**Task to complete:**
Can you reproduce, word for word, the passage in the forgiveness text below starting at "This is Lear" and ending at "to be executed."?

**Text to read:**
= = = = = = =
Forgiveness is…
(Today's celebrity guest writer is Mithril the Cat, seen sleeping in the photo below. He lives with his
human and five feline siblings in Bethlehem. He enjoys greeting his human at
the door, has no modesty when he sleeps, and works best after a light lunch of
tuna.)
For cats, forgiveness means an
undisturbed sleep, a grateful mewl at dinnertime, regardless of how late it may
be, and a lick of the face, regardless of how many times we are shushed from
the office desk or how many times we are disturbed from a warm nesting against
the calf or the shoulder in the dark of the night. We are simple souls with kind
memories for human souls.
Forgiveness for humans is
complicated, and yet more rewarding. Witness Shakespeare’s words:
When thou dost ask me blessing, I’ll kneel down,
And ask of thee forgiveness: so we’ll live,
And pray, and sing and tell old tales, and laugh
At gilded butterflies, and hear poor rogues
Talk of court news; and we’ll talk with them too,
Who loses and who wins; who’s in, who’s out;
And take upon’s the mystery of things,
As if we were God’s spies: and we’ll hear out.
King Lear – Act V,
Scene III.
This is Lear speaking to his
daughter, Cordelia, whom he mightily wronged, and of whom he is asking
forgiveness. Cordelia was the youngest of three sisters, who did not flatter
her father, and who was thereby disinherited and sent off to be married in
France. Lear and Cordelia are prisoners, yet they joke as they are lead off to
prison, very shortly to be executed.
= = = = = = =
**Records:**
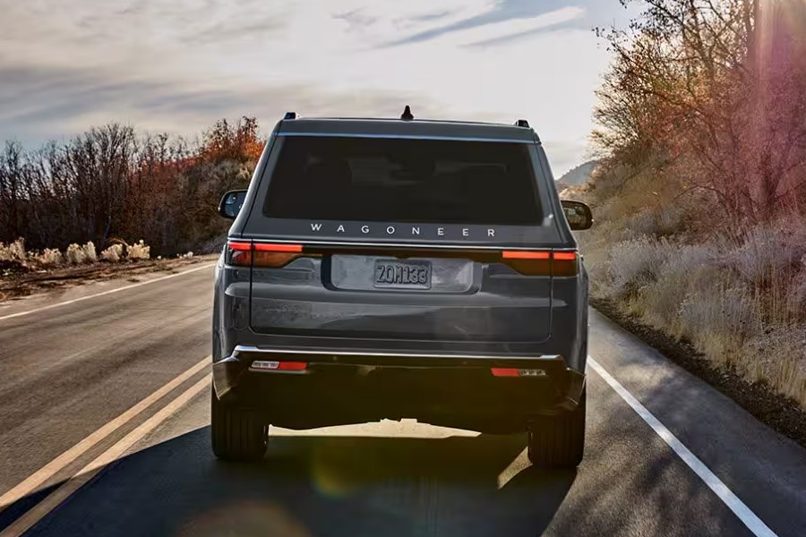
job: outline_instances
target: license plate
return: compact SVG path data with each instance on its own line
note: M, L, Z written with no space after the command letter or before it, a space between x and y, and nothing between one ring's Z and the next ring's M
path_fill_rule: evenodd
M431 289L431 262L377 260L373 285L375 287Z

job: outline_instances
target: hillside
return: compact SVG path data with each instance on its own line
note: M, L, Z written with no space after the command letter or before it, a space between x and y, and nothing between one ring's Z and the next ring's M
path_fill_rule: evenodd
M591 174L598 165L598 160L588 160L569 170L557 179L557 190L562 192L570 186L577 186L587 183Z

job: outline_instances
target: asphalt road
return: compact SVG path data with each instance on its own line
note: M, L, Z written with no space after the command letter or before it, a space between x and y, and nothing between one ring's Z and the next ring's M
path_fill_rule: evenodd
M409 421L219 463L213 269L190 268L0 305L0 537L806 535L806 450L595 311L576 471Z

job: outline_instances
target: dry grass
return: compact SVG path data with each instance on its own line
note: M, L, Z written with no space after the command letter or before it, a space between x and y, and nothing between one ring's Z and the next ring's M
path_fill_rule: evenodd
M690 341L714 364L806 407L806 232L770 226L741 242L624 240L630 218L579 234L592 294L616 299L622 311Z
M99 256L95 250L95 244L91 242L83 246L75 243L70 244L64 252L55 248L46 248L42 251L27 251L23 239L18 239L8 244L0 243L0 262L4 262L4 270L13 268L18 272L21 270L24 272L41 268L56 268L64 265L86 265L95 263L99 259L112 263L124 259L148 260L150 259L150 247L142 240L132 245L126 244L124 241L116 240L115 243L101 251Z

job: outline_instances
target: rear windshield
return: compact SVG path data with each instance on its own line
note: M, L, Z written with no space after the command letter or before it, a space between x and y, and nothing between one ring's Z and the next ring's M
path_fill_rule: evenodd
M286 137L265 214L275 218L534 225L523 143Z

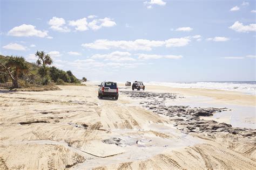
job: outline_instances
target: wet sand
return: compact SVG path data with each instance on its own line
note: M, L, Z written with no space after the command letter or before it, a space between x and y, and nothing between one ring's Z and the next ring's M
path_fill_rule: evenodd
M131 89L120 84L118 100L100 100L98 87L87 84L59 86L60 91L0 93L0 169L256 168L253 130L233 129L206 120L204 126L197 125L200 128L191 132L186 130L188 125L179 124L196 121L188 119L187 111L191 110L179 115L170 114L170 110L165 115L150 109L191 98L192 103L202 103L202 107L217 108L219 103L226 104L227 109L234 104L253 107L254 96L146 87L144 92L154 96L153 100L143 95L131 97L126 93ZM168 98L173 95L175 98ZM207 105L200 101L205 97L208 98ZM198 115L197 115L194 119ZM183 121L177 121L181 118ZM207 129L209 125L214 129Z

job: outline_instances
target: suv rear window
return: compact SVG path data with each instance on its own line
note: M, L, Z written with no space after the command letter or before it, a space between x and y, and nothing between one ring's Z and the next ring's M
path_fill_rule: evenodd
M111 89L117 89L117 83L113 82L106 82L105 83L105 87L109 87Z

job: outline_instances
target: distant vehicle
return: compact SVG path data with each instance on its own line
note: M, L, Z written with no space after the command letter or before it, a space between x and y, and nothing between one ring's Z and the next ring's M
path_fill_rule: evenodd
M140 89L143 89L144 90L145 90L145 85L143 84L143 82L142 81L136 81L132 83L132 90L134 90L135 89L137 89L137 90L140 90Z
M131 86L131 82L130 81L126 81L125 83L125 86Z
M104 81L99 87L98 96L100 98L114 97L116 100L118 99L118 87L116 82Z

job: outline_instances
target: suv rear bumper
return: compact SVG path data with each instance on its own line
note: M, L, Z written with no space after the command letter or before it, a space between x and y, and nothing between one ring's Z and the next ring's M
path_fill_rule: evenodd
M102 95L104 97L116 97L118 96L118 93L104 91L102 93Z

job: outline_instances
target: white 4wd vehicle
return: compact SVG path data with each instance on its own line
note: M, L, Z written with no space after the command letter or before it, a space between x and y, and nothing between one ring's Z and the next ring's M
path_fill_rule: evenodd
M99 85L98 96L103 97L114 97L118 99L118 87L117 83L114 82L104 81Z

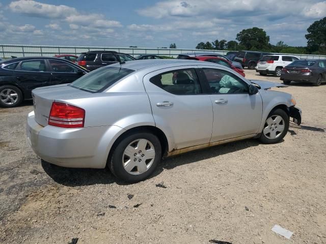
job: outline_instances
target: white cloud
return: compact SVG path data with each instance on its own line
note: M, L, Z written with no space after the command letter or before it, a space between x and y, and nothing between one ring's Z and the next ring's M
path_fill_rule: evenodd
M57 23L49 24L45 25L45 27L50 28L55 30L60 30L61 29L60 26Z
M326 1L317 3L310 7L306 7L302 13L308 17L323 18L326 16Z
M33 0L19 0L11 3L9 8L14 13L43 18L58 19L71 24L103 28L122 26L119 21L105 19L102 14L83 14L75 8L66 5L43 4Z

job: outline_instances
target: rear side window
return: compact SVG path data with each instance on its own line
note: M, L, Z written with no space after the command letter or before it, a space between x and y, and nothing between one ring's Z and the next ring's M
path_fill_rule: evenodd
M307 60L296 60L291 64L291 66L312 66L316 63L315 61Z
M279 57L279 56L264 56L260 60L261 61L269 61L270 60L278 61Z
M109 62L118 62L118 58L113 54L110 53L102 53L101 55L102 61Z
M260 53L256 52L248 52L246 57L247 58L259 58L260 57Z
M22 71L45 72L46 66L44 60L30 60L23 61L20 65Z
M133 72L129 69L106 67L95 70L69 85L91 93L101 92Z
M202 93L194 69L174 70L155 75L149 79L164 90L177 95L193 95Z
M78 61L94 61L96 58L96 53L82 53L78 57L77 60Z
M282 60L287 62L292 62L293 61L292 57L290 56L283 56L282 57Z
M19 62L10 64L10 65L7 65L4 66L4 68L7 69L7 70L14 70L17 68L17 66L18 65L19 63Z

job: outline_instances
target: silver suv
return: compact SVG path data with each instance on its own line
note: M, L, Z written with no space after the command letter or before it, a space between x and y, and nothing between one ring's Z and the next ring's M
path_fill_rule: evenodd
M128 182L143 180L162 157L246 138L280 141L292 97L280 83L250 81L223 66L194 60L130 61L71 84L33 90L28 141L58 165L107 166Z

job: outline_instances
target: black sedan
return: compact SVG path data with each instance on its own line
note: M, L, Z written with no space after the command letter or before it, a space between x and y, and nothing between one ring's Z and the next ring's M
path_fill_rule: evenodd
M32 99L32 90L71 83L89 71L57 57L18 57L0 63L0 107L18 105Z
M282 69L280 79L284 84L291 81L310 82L314 86L326 82L326 60L296 60Z
M137 60L142 60L142 59L161 59L163 58L160 56L158 56L157 55L142 54L142 55L139 55L138 56L135 57L135 58Z

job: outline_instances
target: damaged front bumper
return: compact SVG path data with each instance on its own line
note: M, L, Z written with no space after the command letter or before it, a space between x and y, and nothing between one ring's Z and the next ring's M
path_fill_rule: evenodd
M290 107L289 113L290 117L293 118L293 123L300 126L301 124L301 114L302 114L301 109L294 106Z

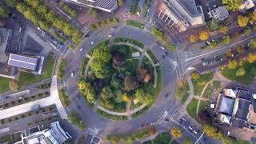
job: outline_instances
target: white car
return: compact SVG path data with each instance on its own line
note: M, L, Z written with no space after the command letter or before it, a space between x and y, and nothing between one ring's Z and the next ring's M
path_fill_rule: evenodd
M164 46L160 46L161 47L161 49L162 49L162 50L166 50L166 48L164 47Z

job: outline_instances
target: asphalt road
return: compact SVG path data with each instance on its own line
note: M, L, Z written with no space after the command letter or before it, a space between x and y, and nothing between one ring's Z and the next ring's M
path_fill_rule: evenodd
M109 34L113 35L112 38L115 37L132 38L142 42L146 46L152 48L151 50L158 58L160 66L162 69L162 77L165 78L162 78L162 90L153 106L143 115L130 121L113 122L97 114L85 102L77 87L78 73L82 59L93 47L93 46L90 46L90 42L94 41L94 46L95 46L106 38ZM178 78L184 76L184 70L187 68L182 67L181 65L177 52L162 50L160 46L154 44L154 38L149 32L127 26L118 26L114 30L106 28L101 31L90 34L90 37L82 42L76 51L69 51L66 54L66 58L68 62L68 68L64 82L72 101L71 105L68 107L69 110L78 113L86 121L90 129L98 129L99 130L98 134L102 135L129 133L138 130L142 125L155 123L161 118L165 110L170 115L174 114L181 106L180 102L176 102L174 91L177 88ZM83 48L82 52L79 51L80 48ZM165 56L163 57L163 55ZM72 72L74 73L74 77L71 77L70 74ZM177 107L176 109L173 109L174 105ZM170 127L177 125L177 122L173 122L172 121L168 122L168 123ZM194 142L197 140L197 138L189 133L186 134L188 134L187 136L190 137Z

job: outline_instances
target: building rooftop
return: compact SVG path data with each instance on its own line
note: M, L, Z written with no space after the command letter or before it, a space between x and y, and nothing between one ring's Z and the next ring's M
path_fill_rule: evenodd
M37 69L38 59L38 58L10 54L8 65L35 71Z
M233 108L234 106L235 100L232 98L226 97L223 95L220 96L220 102L218 107L218 113L224 114L226 115L232 115Z

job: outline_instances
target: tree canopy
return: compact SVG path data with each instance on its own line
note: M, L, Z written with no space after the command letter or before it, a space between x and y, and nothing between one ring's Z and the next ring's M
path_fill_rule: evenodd
M242 2L242 0L222 0L222 4L226 5L226 9L231 11L239 10L239 6Z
= = = = = = =
**Written response:**
This is Lear speaking to his
daughter, Cordelia, whom he mightily wronged, and of whom he is asking
forgiveness. Cordelia was the youngest of three sisters, who did not flatter
her father, and who was thereby disinherited and sent off to be married in
France. Lear and Cordelia are prisoners, yet they joke as they are lead off to
prison, very shortly to be executed.